In November, Matlock had a second hearing to determine if his release would be with or without supervision. Prior to the November hearing, DHS submitted a twelve-page release plan to the district court, which contained sixty-six primary conditions to his release, many of which had additional conditions. The release plan also turned jurisdiction of the supervision over to the First Judicial District of Iowa, Community Based Corrections, specifically Mike Shreck of the Iowa Department of Correctional Services (DOC). The district court accepted the recommended conditions of the release plan with the exception that the court would hold a review of Matlock's need for supervision every six months rather than the recommended year because of the significant liberty interest involved.
At both hearings, Matlock argued Iowa Code section 229A.9A was unconstitutional. Matlock asserted that once the court found he no longer suffered from a mental abnormality that made him likely to engage in acts of sexual violence, release with supervision violated his due process rights. Following the November order, Matlock filed a notice of appeal.
Before we reach the merits of Matlock's appeal, we must determine if our court has jurisdiction over this matter. The State alleges the appeal is untimely because Matlock did not file an appeal within thirty days following the October 2 order; and therefore, we do not have jurisdiction over the appeal. See Iowa R.App. P. 6.101(1)(b ). Matlock filed his notice of appeal on December 18, within thirty days after the district court ordered Matlock released from CCUSO with supervision.
In the October 2 order, the district court ordered Matlock “be discharged from the program” but then determined “it is in the best interest of the community to order release with or without supervision before [Matlock] is discharged.” The district court directed DHS to prepare a release plan within thirty days.1 In this order, the district court also overruled Matlock's argument that Iowa Code section 229A.9A is unconstitutional.
After DHS prepared the release plan, the district court held a second hearing on November 7. At the November 7 hearing, Matlock renewed his constitutional objections to supervision because he was no longer a sexually violent predator as defined by the Code. Following the hearing, the district court entered a written order on November 18, ordering the release of Matlock with supervision and ordering him to follow the conditions of the release plan prepared by DHS.
We do not consider a ruling final if the district court intends to act further on the case before entering its final decision of the issues. See River Excursions, Inc. v. City of Davenport, 359 N.W.2d 475, 477 (Iowa 1984). Here, the district court explicitly recognized its ruling on Matlock's liberty restrictions would not be final until it ruled on the terms of supervision, if any. An appeal from the October 2 order would have been premature. Accordingly, the district court entered the final order in this case on November 18, and the appeal was timely.
The only issue we must decide on this appeal is whether Matlock's release with supervision violates the substantive Due Process Clauses of the Iowa or the United States Constitutions.
We review constitutional challenges de novo. See In re Det. of Garren, 620 N.W.2d 275, 278 (Iowa 2000).
◆ ◆ ◆ ◆
◆ What is required:
In the court opinion excerpt, on what date did Matlock file his notice of appeal?

◆ Source material:
◆ ◆ ◆ ◆
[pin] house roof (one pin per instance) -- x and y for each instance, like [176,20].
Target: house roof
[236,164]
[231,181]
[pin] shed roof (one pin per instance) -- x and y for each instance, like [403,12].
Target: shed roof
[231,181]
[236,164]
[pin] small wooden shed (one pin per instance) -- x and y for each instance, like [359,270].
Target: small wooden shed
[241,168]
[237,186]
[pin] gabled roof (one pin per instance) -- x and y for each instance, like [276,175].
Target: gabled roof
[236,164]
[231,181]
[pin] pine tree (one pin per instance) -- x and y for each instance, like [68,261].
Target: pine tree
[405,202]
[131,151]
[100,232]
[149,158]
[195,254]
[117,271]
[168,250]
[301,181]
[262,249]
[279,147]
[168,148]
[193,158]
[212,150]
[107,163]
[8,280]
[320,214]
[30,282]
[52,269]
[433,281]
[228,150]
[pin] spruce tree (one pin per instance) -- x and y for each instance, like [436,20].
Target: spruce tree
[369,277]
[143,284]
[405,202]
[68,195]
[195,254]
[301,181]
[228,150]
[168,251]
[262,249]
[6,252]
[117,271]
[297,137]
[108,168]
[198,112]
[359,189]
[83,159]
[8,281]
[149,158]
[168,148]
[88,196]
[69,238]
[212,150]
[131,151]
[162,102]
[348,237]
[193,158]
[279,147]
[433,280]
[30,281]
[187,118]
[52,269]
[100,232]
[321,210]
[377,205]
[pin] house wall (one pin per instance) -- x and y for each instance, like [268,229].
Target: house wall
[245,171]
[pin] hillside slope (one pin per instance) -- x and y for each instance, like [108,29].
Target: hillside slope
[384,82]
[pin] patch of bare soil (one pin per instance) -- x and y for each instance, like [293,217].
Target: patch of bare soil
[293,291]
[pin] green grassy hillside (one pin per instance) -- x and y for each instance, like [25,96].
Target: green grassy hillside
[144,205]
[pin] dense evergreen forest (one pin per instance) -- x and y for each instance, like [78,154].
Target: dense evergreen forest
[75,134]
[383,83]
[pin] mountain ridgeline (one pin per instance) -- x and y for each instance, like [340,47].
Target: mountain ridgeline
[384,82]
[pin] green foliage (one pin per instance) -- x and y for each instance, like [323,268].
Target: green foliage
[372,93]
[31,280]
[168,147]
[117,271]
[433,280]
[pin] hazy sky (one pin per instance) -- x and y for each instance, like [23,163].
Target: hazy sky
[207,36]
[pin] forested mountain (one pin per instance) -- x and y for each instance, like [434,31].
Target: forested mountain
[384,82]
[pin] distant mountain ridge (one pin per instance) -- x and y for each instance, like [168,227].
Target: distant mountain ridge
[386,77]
◆ ◆ ◆ ◆
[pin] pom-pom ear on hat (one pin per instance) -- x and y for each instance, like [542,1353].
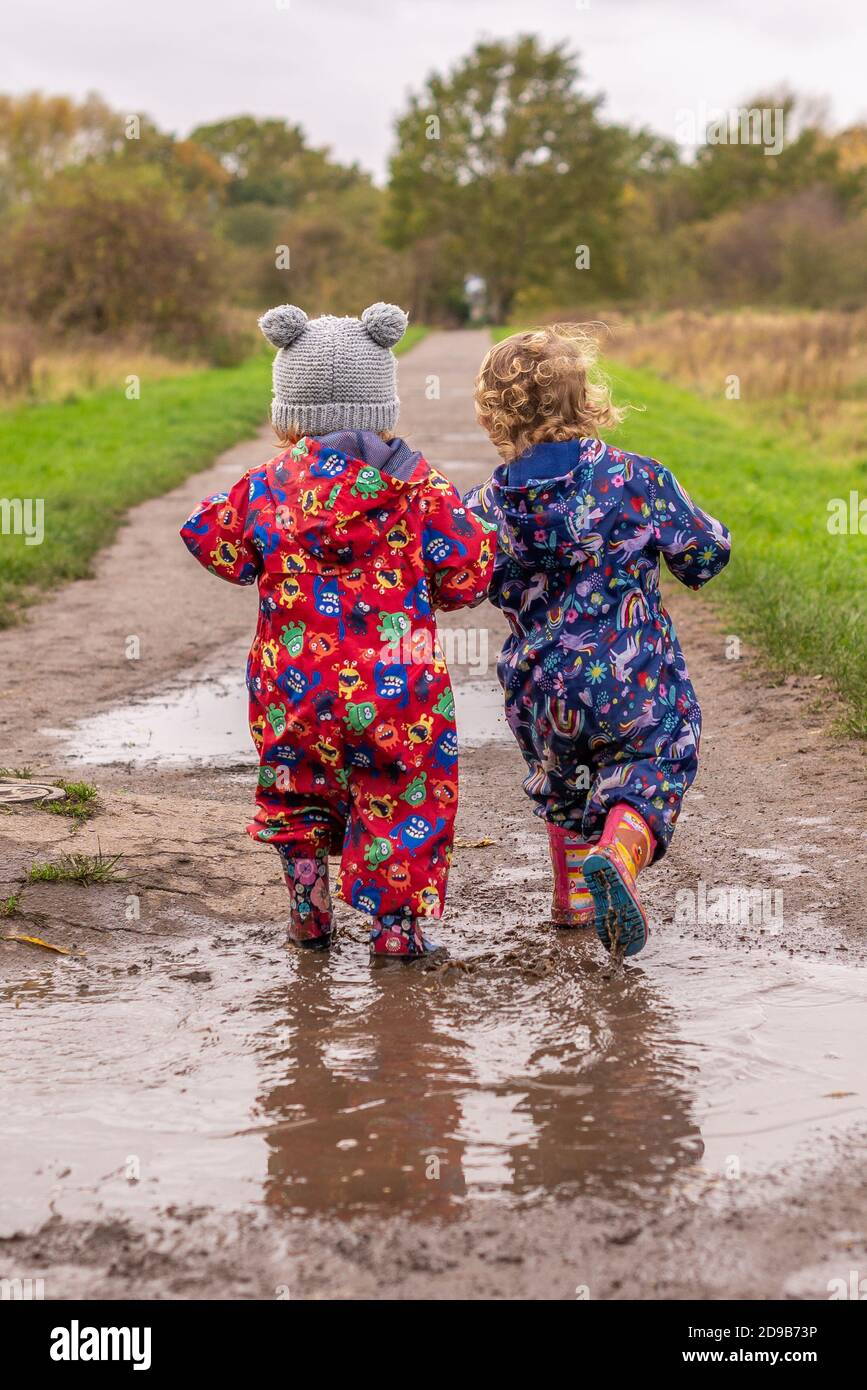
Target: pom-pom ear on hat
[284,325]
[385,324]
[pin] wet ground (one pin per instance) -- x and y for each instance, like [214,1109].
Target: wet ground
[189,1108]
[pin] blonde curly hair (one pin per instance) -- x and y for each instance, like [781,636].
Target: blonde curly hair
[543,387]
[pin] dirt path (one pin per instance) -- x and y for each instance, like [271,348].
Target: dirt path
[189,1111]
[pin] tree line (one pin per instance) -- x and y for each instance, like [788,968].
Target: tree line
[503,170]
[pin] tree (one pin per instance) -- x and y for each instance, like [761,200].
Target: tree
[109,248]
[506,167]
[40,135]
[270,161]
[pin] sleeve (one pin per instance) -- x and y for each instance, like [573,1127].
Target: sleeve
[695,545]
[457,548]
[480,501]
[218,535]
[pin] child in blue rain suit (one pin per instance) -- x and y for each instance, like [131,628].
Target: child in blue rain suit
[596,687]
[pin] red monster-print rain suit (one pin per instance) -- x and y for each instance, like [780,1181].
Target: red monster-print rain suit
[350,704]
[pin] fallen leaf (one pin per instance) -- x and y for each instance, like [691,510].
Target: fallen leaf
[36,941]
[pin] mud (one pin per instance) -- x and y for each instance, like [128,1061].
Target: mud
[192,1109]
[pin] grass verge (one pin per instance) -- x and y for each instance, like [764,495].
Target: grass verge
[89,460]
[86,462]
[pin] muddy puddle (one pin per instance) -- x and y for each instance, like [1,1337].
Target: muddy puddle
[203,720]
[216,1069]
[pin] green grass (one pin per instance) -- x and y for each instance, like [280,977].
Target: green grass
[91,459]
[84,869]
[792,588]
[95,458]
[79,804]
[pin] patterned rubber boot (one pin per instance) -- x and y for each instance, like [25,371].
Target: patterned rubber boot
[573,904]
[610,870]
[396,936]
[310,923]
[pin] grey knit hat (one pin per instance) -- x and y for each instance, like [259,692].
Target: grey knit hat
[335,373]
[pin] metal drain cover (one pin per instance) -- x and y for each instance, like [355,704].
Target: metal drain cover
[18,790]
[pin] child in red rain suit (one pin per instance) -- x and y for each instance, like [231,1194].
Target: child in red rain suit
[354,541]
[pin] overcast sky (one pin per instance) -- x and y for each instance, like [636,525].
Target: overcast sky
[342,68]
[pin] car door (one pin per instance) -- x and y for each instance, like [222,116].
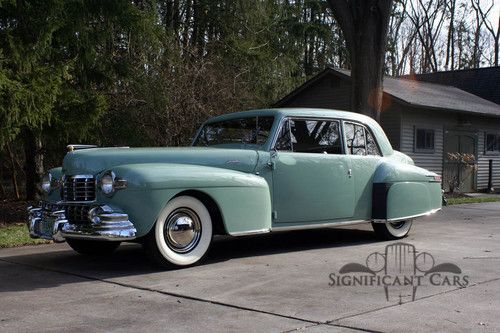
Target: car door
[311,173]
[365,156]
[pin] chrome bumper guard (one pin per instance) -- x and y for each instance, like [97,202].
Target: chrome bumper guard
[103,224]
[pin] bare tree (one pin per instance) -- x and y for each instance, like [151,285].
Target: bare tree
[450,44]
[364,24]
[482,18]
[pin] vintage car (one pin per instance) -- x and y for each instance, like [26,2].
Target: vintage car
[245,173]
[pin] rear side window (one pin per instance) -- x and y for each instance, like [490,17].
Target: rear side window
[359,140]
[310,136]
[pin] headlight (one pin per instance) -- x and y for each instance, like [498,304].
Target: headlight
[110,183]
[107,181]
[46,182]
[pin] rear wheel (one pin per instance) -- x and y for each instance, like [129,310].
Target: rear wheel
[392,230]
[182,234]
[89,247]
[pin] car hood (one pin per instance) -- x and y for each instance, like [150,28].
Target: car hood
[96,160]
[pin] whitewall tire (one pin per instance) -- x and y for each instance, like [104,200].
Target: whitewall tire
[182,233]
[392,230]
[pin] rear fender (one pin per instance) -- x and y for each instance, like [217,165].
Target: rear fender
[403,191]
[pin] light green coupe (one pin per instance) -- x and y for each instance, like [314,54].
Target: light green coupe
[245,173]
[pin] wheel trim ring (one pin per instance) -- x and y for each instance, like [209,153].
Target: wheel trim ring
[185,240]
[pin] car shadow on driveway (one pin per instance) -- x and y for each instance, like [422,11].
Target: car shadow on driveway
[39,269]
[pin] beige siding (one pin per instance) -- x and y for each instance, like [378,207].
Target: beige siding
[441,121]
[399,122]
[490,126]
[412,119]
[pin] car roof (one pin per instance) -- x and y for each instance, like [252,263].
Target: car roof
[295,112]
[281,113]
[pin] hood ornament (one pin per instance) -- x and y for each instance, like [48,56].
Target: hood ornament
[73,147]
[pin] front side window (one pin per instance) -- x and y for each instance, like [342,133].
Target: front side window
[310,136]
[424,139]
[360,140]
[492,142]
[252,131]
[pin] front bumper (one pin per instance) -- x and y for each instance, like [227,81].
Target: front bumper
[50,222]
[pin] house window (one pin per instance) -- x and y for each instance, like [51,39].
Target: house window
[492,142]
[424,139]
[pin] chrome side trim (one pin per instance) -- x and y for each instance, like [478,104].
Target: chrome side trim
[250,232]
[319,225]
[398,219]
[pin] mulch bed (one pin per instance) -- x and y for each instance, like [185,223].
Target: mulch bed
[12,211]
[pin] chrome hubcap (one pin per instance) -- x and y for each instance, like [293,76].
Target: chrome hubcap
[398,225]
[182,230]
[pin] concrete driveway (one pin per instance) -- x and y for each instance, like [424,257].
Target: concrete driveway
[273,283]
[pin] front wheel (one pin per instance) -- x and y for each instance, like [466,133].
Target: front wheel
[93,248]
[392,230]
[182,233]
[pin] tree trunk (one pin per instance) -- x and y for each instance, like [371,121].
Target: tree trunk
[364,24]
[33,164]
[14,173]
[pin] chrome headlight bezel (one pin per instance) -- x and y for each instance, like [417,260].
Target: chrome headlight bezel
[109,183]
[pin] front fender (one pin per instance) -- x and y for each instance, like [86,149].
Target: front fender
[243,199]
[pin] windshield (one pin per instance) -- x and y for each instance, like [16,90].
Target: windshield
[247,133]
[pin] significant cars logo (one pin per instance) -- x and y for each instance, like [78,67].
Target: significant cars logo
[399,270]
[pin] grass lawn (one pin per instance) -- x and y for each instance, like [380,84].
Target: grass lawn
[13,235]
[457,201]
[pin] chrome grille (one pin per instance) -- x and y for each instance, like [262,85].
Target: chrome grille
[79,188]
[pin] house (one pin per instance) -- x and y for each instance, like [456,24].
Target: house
◆ ◆ ◆ ◆
◆ Task solution:
December 18